Transcribe exactly the line containing "[mark] person wearing" plus every later line in the data.

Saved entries
+++

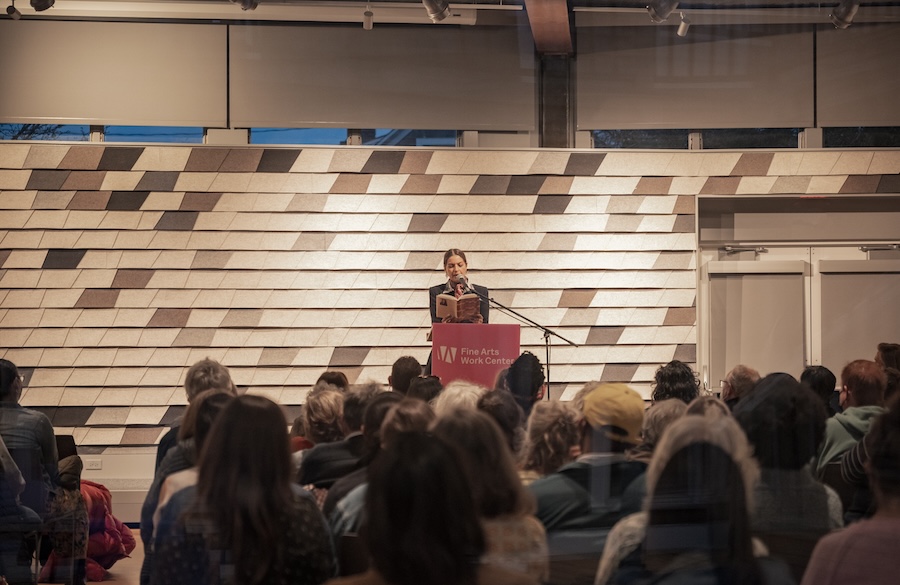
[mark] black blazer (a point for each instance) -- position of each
(436, 290)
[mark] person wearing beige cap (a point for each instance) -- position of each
(592, 491)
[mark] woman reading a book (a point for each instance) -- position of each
(457, 300)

+++

§ Answer section:
[mark] person wearing beige cap (a point for each instance) -- position of each
(592, 491)
[mark] woman reading a book (a point for each instance) -- position of each
(457, 300)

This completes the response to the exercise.